# [Set problem]
Report how many of the lines below contain the word "aircraft", matching case exactly. Give only the number.

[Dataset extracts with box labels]
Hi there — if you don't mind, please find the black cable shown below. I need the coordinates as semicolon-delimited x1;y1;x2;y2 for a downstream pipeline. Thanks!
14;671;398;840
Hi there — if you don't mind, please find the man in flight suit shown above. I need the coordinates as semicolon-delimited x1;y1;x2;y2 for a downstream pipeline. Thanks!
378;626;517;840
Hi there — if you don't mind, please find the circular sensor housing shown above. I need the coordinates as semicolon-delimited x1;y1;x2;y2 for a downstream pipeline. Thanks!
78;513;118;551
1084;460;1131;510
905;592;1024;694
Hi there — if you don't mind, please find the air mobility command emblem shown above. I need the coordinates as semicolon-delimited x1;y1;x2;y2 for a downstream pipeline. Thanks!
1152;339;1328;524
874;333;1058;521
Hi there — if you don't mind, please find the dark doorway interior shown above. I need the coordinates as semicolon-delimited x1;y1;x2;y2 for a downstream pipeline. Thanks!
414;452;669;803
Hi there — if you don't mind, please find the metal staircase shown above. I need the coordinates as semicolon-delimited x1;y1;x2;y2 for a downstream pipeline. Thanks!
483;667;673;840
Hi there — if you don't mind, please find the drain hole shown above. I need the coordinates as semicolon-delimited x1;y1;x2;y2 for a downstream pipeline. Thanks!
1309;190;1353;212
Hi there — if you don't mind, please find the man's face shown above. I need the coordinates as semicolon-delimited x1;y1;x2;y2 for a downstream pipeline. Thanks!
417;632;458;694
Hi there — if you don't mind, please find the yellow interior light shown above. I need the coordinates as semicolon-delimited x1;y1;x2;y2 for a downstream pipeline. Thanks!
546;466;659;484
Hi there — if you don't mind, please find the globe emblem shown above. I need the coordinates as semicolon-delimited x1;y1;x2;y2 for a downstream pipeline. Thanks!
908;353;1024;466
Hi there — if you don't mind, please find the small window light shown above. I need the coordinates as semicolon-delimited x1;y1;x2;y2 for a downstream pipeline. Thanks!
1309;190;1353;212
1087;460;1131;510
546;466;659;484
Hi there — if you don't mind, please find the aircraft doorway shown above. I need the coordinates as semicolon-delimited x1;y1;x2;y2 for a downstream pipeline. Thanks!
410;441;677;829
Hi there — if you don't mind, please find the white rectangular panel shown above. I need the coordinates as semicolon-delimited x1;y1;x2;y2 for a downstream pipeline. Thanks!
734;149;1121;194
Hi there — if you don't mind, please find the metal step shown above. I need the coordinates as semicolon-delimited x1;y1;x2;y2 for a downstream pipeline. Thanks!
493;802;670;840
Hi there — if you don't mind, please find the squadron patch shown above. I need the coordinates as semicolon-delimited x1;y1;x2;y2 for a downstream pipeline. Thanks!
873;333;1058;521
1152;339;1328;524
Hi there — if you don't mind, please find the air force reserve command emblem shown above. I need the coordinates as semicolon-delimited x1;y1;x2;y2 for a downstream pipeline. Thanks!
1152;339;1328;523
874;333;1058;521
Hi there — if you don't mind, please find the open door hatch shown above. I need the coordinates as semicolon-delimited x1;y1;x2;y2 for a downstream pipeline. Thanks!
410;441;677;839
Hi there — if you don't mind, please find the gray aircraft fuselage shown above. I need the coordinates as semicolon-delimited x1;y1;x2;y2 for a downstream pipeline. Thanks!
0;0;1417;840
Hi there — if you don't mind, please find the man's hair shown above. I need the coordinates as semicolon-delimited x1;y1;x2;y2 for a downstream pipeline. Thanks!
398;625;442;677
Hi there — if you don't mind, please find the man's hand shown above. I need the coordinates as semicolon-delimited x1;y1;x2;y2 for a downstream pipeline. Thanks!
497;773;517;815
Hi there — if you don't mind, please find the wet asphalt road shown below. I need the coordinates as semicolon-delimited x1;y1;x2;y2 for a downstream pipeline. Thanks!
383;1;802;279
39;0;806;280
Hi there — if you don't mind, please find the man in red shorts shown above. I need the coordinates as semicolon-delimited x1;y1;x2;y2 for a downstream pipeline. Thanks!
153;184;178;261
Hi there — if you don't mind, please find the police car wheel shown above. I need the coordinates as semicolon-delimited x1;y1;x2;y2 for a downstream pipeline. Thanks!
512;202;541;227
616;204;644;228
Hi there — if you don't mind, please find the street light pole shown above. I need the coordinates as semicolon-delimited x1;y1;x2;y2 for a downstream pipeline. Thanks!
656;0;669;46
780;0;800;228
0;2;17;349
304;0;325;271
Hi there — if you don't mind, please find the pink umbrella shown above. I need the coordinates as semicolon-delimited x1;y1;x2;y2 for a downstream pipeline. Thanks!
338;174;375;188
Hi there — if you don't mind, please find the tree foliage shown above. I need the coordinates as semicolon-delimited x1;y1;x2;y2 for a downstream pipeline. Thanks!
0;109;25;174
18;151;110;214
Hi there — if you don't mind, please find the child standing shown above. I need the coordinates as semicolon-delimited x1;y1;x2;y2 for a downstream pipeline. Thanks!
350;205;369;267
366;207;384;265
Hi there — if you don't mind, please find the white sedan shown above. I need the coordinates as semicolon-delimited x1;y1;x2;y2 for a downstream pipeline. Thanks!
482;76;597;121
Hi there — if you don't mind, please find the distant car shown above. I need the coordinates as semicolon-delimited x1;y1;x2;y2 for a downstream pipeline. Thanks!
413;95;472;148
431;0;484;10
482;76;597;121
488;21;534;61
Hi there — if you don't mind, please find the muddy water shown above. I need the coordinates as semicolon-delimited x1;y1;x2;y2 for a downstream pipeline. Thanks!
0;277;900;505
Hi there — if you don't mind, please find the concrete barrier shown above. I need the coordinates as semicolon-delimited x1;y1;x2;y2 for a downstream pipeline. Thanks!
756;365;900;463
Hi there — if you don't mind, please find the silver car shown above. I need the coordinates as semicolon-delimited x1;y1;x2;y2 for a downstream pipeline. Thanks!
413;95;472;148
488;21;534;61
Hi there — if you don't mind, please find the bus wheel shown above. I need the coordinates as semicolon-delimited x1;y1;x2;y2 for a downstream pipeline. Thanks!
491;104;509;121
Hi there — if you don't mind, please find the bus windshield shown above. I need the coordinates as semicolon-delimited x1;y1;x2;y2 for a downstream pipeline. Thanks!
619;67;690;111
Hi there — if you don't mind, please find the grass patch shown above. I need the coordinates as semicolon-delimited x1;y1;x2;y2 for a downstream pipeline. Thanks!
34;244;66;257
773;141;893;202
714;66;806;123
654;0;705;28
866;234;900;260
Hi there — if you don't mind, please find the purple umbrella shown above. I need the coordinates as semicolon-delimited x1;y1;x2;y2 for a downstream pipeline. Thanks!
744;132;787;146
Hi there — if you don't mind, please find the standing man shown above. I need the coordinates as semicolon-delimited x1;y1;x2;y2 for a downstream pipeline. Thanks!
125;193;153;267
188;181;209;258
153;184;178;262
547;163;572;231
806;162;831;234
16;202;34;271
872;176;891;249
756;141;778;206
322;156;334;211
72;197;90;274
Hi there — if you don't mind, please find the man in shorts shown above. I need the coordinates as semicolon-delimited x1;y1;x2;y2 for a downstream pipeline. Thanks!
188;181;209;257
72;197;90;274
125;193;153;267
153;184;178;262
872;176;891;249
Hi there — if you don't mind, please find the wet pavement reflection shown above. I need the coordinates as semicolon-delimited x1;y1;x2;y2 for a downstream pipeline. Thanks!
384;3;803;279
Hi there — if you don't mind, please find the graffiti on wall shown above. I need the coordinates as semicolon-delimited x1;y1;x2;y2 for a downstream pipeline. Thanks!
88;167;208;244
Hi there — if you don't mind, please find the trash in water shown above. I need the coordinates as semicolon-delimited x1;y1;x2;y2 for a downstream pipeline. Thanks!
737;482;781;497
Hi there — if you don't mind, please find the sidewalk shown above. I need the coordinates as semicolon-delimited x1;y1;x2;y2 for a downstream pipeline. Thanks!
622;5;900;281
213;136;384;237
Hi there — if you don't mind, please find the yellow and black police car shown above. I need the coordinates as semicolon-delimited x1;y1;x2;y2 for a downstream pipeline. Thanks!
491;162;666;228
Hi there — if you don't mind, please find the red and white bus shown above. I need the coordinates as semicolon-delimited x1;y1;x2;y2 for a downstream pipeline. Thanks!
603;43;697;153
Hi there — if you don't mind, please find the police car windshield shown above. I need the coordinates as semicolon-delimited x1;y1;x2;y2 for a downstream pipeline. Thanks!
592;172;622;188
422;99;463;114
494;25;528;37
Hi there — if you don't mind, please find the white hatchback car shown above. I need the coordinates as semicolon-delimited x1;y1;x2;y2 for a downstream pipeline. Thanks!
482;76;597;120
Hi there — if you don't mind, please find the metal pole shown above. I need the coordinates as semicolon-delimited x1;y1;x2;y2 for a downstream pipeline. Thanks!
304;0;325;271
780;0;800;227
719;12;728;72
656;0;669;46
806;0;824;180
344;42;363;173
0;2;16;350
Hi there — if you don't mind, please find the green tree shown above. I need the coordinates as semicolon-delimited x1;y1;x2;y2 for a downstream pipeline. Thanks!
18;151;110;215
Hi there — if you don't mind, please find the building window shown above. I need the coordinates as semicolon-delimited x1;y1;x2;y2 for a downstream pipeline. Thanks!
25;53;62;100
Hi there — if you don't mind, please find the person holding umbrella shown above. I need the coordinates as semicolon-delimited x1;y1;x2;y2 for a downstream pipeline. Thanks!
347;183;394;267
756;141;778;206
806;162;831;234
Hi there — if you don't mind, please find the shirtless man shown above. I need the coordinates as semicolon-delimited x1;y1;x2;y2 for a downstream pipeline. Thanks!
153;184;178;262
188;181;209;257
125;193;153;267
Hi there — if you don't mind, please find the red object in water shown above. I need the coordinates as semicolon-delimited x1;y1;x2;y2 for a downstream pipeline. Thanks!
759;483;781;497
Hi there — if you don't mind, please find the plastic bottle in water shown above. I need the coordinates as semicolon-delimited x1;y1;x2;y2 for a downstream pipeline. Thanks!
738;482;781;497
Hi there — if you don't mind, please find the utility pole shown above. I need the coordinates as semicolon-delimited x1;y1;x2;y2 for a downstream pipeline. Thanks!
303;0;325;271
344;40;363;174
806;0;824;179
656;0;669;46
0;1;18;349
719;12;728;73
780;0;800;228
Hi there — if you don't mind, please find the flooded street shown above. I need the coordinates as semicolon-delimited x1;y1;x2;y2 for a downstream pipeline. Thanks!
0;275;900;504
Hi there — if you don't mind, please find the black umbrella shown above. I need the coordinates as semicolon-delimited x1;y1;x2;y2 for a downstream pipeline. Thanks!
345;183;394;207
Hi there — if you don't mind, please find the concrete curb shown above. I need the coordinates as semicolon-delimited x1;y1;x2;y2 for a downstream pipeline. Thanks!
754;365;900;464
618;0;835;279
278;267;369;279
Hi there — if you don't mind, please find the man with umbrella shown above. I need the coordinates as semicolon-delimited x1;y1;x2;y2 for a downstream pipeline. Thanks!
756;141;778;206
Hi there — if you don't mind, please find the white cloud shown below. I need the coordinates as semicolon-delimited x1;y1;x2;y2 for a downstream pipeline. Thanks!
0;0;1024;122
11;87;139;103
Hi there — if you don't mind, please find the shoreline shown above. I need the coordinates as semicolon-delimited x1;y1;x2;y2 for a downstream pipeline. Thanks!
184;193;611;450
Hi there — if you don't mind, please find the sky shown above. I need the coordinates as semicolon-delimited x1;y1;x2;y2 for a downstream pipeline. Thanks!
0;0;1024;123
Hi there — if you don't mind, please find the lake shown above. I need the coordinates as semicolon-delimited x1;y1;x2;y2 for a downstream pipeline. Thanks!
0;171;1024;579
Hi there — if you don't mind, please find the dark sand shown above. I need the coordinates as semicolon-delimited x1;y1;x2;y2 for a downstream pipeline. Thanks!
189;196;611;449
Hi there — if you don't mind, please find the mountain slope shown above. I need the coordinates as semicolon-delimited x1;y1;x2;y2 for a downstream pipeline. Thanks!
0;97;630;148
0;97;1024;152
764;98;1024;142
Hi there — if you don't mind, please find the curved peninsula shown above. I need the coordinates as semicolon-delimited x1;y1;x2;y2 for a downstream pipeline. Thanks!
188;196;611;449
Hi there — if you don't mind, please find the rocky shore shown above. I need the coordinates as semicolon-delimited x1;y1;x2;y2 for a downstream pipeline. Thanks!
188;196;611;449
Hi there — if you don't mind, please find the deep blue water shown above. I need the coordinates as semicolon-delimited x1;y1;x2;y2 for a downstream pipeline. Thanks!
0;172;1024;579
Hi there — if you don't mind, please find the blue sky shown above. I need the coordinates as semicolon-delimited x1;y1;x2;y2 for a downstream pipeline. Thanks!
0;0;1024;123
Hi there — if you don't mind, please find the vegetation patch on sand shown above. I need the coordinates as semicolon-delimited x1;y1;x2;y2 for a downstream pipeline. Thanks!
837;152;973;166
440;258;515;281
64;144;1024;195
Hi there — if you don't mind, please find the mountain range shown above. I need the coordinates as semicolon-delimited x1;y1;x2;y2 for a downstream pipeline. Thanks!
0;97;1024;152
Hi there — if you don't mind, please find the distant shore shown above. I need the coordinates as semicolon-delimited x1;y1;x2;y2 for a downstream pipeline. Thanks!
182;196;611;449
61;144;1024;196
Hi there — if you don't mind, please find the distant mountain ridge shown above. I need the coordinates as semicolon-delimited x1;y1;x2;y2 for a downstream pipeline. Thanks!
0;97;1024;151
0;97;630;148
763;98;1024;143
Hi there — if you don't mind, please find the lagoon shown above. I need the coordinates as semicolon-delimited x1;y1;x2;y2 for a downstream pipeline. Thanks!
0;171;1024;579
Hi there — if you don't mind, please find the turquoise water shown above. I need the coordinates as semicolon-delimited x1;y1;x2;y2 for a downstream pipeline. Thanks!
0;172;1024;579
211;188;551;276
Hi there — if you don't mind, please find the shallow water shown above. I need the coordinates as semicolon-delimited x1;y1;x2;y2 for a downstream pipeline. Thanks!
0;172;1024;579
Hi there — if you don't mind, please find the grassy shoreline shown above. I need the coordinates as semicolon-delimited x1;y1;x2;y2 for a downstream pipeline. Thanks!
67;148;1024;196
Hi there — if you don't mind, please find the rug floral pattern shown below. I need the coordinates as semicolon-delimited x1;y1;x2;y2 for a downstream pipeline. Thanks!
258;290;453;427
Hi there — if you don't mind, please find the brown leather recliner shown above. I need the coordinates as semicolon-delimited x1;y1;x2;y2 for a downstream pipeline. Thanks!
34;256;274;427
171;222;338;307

# [Final answer]
2